» Task description
Repeat the records below line for line, leaving out the pictures.

Rows from a box-labeling dataset:
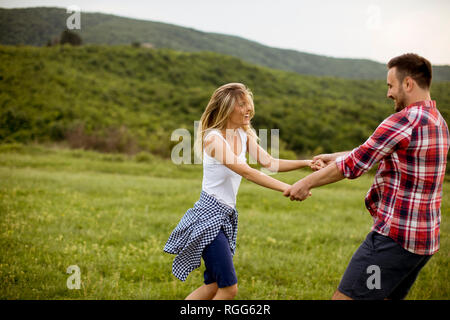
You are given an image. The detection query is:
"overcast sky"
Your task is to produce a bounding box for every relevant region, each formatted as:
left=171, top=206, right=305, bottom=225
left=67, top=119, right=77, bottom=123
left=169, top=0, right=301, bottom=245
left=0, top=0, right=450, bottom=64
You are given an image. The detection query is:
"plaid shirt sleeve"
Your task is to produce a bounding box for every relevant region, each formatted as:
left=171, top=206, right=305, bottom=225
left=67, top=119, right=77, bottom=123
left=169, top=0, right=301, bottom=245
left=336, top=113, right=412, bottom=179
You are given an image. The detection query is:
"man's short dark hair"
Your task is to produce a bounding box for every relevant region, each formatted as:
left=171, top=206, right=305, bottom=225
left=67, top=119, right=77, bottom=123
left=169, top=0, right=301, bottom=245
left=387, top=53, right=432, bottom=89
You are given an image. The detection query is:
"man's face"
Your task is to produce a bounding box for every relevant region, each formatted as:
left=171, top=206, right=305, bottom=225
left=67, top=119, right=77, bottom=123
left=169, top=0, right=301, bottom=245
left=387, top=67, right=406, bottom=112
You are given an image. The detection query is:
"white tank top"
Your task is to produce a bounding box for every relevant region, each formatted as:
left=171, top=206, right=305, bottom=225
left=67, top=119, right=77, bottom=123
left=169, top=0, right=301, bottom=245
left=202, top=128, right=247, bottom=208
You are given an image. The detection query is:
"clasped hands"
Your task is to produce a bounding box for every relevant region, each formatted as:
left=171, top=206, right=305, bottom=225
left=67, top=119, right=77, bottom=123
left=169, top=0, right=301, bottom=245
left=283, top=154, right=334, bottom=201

» Final result
You are given an image. The detection query is:
"overcast sky"
Your task is to produce a bounding box for every relevant region, each formatted as:
left=171, top=206, right=305, bottom=225
left=67, top=119, right=77, bottom=123
left=169, top=0, right=301, bottom=245
left=0, top=0, right=450, bottom=64
You are given an image. The detection query is:
"plaid shirt sleeve"
Your task is to produce a bounding box for every relevant region, each formatted as:
left=171, top=206, right=305, bottom=225
left=67, top=119, right=77, bottom=123
left=169, top=0, right=301, bottom=245
left=336, top=113, right=412, bottom=179
You are given an image. The detection query is:
"man's short dark hair"
Your task is to produce a bounding box for every relevant region, each formatted as:
left=171, top=206, right=305, bottom=225
left=67, top=119, right=77, bottom=123
left=169, top=0, right=301, bottom=245
left=387, top=53, right=432, bottom=89
You are given an image. The detection query is:
"man's face"
Your task is to produce a bounding box for every relevant region, each formatted as:
left=171, top=206, right=305, bottom=225
left=67, top=119, right=77, bottom=123
left=169, top=0, right=301, bottom=245
left=387, top=67, right=406, bottom=112
You are given an image. The detection query is:
"white tank top"
Your task is to produce a bounding box for every relevant region, each formatted as:
left=171, top=206, right=305, bottom=225
left=67, top=119, right=77, bottom=123
left=169, top=0, right=301, bottom=245
left=202, top=128, right=247, bottom=208
You are given an image. The detection query is:
"clasped hands"
Your task is to produce a bounding box for every relevant region, each formatted as:
left=171, top=206, right=305, bottom=225
left=67, top=119, right=77, bottom=123
left=169, top=0, right=301, bottom=245
left=283, top=154, right=334, bottom=201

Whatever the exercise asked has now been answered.